EXERCISE PROMPT: Locate "Would you be able to indicate the person" in the listing below, then output the line holding it and every line after it, exactly and with nothing else.

LISTED RECORDS:

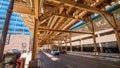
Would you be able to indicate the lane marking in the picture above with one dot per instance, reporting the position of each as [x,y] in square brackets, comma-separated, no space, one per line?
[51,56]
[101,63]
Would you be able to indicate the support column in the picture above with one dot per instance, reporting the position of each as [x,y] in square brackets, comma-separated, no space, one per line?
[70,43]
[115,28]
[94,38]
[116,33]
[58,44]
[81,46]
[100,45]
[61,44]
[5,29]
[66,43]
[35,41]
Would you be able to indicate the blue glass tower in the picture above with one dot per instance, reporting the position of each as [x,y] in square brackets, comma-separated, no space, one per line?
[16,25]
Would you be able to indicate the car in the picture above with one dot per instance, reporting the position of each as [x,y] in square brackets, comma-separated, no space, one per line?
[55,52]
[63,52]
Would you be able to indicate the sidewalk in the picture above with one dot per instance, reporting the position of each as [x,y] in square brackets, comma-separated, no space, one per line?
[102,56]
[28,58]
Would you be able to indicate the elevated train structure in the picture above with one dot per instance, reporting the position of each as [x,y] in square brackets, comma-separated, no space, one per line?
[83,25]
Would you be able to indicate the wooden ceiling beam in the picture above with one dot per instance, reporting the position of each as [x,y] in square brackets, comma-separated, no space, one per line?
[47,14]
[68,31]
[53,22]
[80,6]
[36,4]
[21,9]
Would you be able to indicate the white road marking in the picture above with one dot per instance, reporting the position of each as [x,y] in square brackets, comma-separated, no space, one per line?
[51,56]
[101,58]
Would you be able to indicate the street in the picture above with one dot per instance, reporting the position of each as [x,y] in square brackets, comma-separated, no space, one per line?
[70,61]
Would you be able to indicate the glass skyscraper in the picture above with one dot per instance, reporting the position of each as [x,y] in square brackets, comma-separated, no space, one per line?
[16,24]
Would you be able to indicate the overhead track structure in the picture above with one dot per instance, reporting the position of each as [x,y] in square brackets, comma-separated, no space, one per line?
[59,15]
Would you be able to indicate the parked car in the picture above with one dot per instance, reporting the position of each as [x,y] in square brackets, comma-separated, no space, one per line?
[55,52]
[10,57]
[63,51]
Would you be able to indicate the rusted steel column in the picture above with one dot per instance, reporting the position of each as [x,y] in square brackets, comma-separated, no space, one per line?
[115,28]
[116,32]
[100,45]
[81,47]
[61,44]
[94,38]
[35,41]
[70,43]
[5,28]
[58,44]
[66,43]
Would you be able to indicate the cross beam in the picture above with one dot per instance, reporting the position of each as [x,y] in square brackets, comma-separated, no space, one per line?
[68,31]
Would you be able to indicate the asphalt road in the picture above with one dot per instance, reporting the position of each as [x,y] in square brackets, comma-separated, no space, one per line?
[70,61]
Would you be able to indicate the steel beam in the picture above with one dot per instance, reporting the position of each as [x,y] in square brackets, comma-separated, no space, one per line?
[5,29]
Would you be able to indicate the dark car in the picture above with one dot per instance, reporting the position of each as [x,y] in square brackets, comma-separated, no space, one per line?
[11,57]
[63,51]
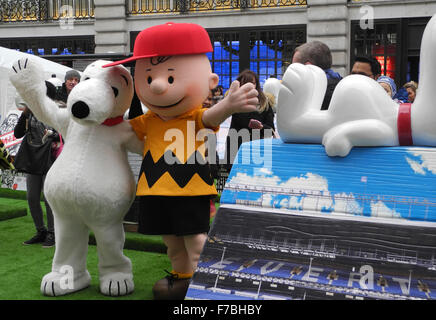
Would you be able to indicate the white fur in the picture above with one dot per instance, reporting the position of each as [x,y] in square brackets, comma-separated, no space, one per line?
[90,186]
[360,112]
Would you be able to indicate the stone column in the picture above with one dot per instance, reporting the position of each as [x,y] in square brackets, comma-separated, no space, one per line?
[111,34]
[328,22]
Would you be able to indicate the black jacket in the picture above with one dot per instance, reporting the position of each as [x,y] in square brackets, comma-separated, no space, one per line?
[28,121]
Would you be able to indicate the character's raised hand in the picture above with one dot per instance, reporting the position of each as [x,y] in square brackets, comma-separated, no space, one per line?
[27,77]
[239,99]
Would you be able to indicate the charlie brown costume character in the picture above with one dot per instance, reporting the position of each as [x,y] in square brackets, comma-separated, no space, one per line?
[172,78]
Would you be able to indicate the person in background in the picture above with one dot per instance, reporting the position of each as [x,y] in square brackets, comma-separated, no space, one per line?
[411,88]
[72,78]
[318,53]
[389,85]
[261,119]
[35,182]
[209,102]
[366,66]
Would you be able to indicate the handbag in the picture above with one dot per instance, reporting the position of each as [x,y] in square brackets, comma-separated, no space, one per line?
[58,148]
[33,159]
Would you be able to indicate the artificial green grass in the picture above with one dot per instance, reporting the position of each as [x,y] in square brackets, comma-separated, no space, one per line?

THE REPLY:
Would you be able to indicate the person in background in the picture above with one dot per instance, reporting the position of each as [x,y] in square brackets, comma-separated, no space, one per line?
[411,88]
[72,78]
[318,53]
[389,85]
[261,119]
[35,182]
[209,102]
[366,66]
Would you be able to indicate the handbag in the picture above with one dot per instance, reporting the position of each as [x,y] in square brackets, comma-separated, no space, one per line?
[58,148]
[33,159]
Would you be able to indicate the artificial green grass in the picture above with one dot per instance, reporting the position of each as [x,y] in square brackets, comma-separated, no space, one per line?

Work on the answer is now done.